### Exercise requirements
From the article below on the change of leadership at Lowe Worldwide, extract everything from "Judge, who declined" down to "expire in mid-2005.", word for word.

Lowe Lures Outsider To Move From Merger Past

In reaching outside Lowe Worldwide to replace CEO Jerry Judge with Ogilvy & Mather’s Tony Wright, Interpublic Group is tightening its grip on the $5 billion agency as it seeks to loosen the agency’s ties to its factionalized, multiple-merger past. This week, IPG will reinforce that notion with the installation of a Lowe worldwide operations chief, sources said.

The COO is expected to come from another IPG agency and will become an integral part of Lowe’s new management team, said sources. IPG, which declined to comment, could name the new executive in a few days.

Wright was lured last week by the chance to run an agency, albeit one with problems ranging from lackluster growth to an identity crisis stemming from three significant mergers in the past ten years. At Ogilvy, where he was worldwide chief strategy officer and had worked since 1995, Wright had hit a ceiling of sorts. “You get to the point as a strategist where you do face a fork in the road,” said Wright, 43, who starts Nov. 1 and also received the title of president.

IPG CEO David Bell wrote in an e-mail explaining the move to Lowe staffers that IPG decided to “accelerate the management transition” after zeroing in on Wright. Although Bell led the search, recruitment consultant Brian Brooks and new IPG chairman Michael Roth also played roles, said sources. “This is an important period for Lowe,” Bell wrote. “New energy and a new point of view can transform the company and help it return to its rightful place at the first rank of global creative agencies.”

Judge, who declined comment, is expected to stay on in his role as president and CEO of IPG’s The Partnership division—which encompasses joint activities between entities like Lowe and Draft Worldwide—until the end of the year, when the unit is expected to be dissolved, said sources. After that, he’ll slide into a consulting role that will expire in mid-2005.

### Data extract

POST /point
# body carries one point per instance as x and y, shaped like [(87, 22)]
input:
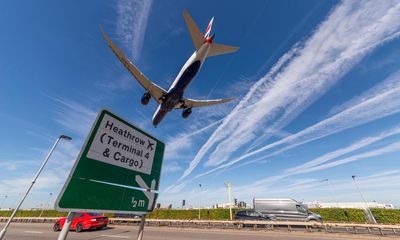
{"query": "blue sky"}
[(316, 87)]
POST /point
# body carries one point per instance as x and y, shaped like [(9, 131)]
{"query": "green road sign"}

---

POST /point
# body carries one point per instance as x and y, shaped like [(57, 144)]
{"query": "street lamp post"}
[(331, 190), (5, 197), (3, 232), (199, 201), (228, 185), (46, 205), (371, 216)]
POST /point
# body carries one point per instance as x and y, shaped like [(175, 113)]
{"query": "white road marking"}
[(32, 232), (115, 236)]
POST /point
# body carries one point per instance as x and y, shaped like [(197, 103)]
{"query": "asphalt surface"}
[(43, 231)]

--

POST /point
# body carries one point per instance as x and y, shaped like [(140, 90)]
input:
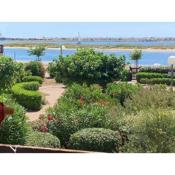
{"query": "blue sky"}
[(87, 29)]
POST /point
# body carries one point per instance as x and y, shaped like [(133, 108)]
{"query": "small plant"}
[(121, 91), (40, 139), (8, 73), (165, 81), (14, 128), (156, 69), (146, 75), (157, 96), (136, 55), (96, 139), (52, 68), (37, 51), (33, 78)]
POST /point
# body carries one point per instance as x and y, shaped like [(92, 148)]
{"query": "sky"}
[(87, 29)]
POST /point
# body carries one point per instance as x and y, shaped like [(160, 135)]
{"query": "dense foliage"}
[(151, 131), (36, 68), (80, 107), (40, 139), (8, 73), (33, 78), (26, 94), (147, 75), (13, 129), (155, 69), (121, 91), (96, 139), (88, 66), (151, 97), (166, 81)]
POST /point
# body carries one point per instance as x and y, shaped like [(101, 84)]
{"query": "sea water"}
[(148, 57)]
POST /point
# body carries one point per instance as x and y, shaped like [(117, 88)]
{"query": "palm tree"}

### Result
Judge, who declined comment, is expected to stay on in his role as president and CEO of IPG’s The Partnership division—which encompasses joint activities between entities like Lowe and Draft Worldwide—until the end of the year, when the unit is expected to be dissolved, said sources. After that, he’ll slide into a consulting role that will expire in mid-2005.